Problem requirements: Rewrite the lines from the one containing "run: locate red necktie" up to and including the one containing "[717,463,884,625]", replacing "postage stamp" with "postal stamp" and keeping everything else the same.

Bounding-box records

■ ■ ■ ■ ■

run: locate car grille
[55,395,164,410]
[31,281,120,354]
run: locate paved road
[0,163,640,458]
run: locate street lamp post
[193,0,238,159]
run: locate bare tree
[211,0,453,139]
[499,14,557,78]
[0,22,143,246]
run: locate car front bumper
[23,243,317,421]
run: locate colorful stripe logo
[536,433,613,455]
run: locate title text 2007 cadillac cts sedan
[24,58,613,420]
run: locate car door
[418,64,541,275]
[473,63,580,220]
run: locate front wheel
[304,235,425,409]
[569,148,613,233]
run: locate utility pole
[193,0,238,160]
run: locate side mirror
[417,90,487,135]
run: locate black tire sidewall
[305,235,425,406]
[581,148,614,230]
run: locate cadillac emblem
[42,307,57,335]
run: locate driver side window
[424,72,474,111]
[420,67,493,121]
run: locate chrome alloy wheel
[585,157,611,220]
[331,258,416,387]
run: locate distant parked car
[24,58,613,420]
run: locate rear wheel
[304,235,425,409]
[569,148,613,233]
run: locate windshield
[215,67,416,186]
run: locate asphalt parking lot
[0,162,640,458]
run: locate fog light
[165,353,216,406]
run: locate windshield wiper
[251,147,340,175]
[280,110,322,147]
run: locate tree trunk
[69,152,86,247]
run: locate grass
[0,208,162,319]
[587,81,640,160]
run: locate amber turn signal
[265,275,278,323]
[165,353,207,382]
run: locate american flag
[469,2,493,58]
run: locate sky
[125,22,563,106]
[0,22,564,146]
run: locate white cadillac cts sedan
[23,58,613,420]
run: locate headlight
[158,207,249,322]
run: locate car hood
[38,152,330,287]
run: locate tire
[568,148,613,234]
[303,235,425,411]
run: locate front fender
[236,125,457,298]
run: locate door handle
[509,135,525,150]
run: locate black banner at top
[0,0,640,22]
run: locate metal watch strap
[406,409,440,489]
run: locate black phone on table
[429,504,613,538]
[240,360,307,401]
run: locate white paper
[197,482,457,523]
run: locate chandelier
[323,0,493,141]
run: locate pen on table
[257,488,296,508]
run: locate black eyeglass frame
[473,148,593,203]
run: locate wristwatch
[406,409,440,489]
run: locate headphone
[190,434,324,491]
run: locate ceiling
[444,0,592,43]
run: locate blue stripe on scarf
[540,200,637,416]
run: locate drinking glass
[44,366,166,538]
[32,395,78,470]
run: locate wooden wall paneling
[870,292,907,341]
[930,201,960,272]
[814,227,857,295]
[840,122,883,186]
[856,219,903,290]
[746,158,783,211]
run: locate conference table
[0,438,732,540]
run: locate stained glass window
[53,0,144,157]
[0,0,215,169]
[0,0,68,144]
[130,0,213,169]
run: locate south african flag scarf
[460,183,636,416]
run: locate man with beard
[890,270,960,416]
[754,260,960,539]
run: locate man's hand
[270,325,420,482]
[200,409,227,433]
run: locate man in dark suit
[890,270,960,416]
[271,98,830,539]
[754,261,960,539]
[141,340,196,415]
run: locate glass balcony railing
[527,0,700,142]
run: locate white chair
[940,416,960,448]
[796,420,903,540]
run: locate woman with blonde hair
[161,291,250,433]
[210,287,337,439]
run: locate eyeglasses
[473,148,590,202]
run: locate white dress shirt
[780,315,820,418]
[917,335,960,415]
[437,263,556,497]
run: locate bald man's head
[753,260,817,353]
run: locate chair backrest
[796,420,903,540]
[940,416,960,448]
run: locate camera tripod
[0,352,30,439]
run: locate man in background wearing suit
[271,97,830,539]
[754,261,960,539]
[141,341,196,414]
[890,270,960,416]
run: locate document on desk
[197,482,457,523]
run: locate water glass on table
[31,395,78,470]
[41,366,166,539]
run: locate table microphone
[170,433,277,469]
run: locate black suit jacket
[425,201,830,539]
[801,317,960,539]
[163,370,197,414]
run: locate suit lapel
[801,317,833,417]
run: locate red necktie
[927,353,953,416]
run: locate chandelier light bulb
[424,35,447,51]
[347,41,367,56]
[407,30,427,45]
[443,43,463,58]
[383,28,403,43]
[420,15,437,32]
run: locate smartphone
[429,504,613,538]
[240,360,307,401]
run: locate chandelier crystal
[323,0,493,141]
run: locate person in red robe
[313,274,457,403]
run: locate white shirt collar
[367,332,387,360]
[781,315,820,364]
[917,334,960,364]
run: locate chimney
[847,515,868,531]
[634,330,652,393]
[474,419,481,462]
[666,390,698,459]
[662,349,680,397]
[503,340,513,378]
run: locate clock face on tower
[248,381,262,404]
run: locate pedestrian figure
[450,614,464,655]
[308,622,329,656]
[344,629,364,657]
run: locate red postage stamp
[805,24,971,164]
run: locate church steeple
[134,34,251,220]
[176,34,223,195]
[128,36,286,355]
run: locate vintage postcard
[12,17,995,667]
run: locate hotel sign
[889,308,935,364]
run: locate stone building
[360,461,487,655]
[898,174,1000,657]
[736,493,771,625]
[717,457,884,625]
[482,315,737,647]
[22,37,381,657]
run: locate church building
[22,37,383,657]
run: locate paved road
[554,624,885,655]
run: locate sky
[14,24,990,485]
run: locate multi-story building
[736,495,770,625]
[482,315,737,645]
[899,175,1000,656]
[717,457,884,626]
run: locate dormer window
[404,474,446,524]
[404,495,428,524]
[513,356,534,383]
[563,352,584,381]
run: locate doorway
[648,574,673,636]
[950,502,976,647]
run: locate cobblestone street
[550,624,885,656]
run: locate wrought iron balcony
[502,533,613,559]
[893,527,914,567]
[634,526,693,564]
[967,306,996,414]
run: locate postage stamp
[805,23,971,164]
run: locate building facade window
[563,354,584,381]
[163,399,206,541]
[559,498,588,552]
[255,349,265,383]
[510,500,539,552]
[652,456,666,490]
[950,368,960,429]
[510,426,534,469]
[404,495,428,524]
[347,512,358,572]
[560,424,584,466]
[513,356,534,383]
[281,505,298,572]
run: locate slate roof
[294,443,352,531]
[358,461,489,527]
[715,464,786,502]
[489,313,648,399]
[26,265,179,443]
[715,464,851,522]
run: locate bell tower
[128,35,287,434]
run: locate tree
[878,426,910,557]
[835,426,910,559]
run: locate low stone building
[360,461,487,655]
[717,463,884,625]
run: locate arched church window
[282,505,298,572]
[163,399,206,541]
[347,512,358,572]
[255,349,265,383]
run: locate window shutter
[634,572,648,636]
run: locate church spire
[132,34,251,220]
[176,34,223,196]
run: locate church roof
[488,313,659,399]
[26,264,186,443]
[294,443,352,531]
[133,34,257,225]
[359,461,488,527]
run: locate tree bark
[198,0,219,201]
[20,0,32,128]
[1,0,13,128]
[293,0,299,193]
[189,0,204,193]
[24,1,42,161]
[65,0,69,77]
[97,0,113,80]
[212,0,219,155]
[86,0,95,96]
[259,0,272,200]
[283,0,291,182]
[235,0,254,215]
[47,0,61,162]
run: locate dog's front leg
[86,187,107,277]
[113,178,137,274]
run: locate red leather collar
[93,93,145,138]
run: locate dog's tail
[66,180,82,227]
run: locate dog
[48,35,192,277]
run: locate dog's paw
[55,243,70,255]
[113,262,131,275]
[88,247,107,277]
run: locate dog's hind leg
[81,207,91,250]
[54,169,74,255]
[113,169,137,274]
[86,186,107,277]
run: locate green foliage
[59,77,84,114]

■ ■ ■ ■ ■

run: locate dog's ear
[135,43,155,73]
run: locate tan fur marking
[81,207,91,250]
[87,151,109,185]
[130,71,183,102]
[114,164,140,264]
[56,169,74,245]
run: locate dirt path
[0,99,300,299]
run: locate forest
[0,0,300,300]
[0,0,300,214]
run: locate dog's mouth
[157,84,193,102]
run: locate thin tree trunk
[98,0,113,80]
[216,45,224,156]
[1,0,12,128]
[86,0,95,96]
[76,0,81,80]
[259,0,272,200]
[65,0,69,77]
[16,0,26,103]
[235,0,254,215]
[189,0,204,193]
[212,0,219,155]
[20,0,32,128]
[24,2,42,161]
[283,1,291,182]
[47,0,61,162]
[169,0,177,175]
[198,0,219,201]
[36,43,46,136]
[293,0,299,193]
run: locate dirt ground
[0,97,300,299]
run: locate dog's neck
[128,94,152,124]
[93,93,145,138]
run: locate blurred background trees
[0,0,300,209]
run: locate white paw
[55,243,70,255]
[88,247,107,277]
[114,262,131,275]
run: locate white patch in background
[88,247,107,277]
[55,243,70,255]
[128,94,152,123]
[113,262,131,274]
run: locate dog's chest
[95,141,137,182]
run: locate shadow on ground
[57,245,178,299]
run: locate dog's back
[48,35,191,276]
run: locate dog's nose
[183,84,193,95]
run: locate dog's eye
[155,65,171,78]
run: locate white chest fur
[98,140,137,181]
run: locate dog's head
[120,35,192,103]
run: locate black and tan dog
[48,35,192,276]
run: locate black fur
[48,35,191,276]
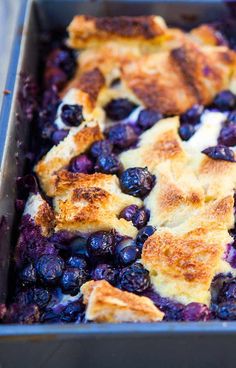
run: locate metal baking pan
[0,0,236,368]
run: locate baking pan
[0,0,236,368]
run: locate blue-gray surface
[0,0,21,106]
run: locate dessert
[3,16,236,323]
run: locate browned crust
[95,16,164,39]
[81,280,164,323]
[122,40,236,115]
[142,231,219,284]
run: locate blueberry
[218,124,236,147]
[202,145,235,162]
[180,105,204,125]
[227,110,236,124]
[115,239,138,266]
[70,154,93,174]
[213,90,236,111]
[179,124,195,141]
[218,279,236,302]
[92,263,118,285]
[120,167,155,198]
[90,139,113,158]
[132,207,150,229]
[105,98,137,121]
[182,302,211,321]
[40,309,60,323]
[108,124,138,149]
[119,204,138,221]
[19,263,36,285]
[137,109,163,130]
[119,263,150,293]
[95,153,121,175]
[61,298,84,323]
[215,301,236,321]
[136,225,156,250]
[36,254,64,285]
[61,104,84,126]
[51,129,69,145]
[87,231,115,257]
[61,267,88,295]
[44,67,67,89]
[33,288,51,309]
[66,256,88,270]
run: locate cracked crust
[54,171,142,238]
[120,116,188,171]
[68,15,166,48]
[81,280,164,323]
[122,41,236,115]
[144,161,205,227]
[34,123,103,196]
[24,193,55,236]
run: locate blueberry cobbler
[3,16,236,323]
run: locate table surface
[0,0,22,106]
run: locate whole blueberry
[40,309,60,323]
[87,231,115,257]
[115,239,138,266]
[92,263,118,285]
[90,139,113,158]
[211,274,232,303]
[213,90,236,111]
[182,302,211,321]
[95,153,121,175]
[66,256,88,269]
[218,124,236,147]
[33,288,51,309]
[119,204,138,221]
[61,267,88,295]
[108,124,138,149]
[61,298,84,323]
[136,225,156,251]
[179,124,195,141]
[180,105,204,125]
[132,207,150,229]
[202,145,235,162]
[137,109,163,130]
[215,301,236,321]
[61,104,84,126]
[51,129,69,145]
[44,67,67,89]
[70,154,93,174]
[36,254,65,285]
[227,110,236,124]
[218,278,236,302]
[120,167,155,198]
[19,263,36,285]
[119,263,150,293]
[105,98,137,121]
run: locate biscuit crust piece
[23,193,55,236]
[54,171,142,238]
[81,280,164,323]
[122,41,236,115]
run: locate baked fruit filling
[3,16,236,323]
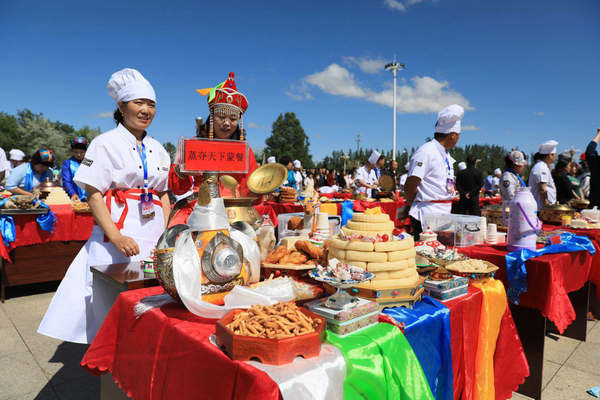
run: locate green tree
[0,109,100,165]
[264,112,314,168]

■ ■ ■ ■ ■

Solution:
run: locate red necktie
[927,353,953,416]
run: locate chandelier light bulb
[424,35,447,51]
[347,41,367,56]
[407,30,427,45]
[443,43,463,58]
[383,28,403,43]
[420,15,437,32]
run: locate smartphone
[429,504,613,538]
[240,360,307,401]
run: locate chandelier crystal
[323,0,493,141]
run: locate person in red robe
[313,274,457,403]
run: locate white shirt collar
[367,332,387,360]
[781,315,820,364]
[917,334,960,364]
run: locate chimney
[847,515,868,531]
[634,330,652,393]
[474,419,481,462]
[666,390,698,459]
[662,349,680,397]
[503,340,513,378]
run: locate clock face on tower
[248,381,262,404]
run: locate pedestrian figure
[450,614,464,655]
[308,622,329,656]
[344,629,364,657]
run: locate red postal stamp
[805,24,971,164]
run: locate church steeple
[134,34,251,220]
[176,34,223,195]
[128,36,286,355]
run: locate vintage postcard
[12,17,995,667]
run: locate hotel sign
[889,308,935,364]
run: locate stone building
[360,461,487,655]
[898,174,1000,657]
[736,493,771,625]
[717,457,884,625]
[482,315,737,647]
[22,37,381,657]
run: locate church building
[22,37,383,657]
run: locate paved road
[554,624,885,655]
run: locate sky
[14,24,990,485]
run: locate multi-story building
[736,495,770,625]
[482,315,737,645]
[899,175,1000,656]
[717,457,884,626]
run: locate dormer window
[404,474,446,524]
[404,495,428,524]
[513,356,534,383]
[563,352,584,381]
run: locate doorway
[648,574,673,636]
[950,502,976,647]
run: locate cobblestone street
[550,624,885,656]
run: locate wrought iron balcony
[502,533,613,559]
[893,527,914,567]
[634,526,693,564]
[967,306,996,414]
run: locate postal stamp
[805,23,971,164]
run: locate building facade window
[563,354,584,381]
[163,399,206,541]
[559,498,588,552]
[255,349,265,383]
[510,500,539,552]
[652,456,666,490]
[950,368,960,429]
[510,426,534,469]
[404,495,428,524]
[347,512,358,572]
[560,424,584,466]
[513,356,534,383]
[281,505,298,572]
run: locate slate roof
[294,443,352,531]
[358,461,489,527]
[715,464,786,502]
[489,313,648,399]
[26,265,179,443]
[715,464,851,522]
run: locate bell tower
[128,35,287,434]
run: locate tree
[878,426,910,557]
[835,426,910,559]
run: locate low stone building
[360,461,487,655]
[717,463,884,625]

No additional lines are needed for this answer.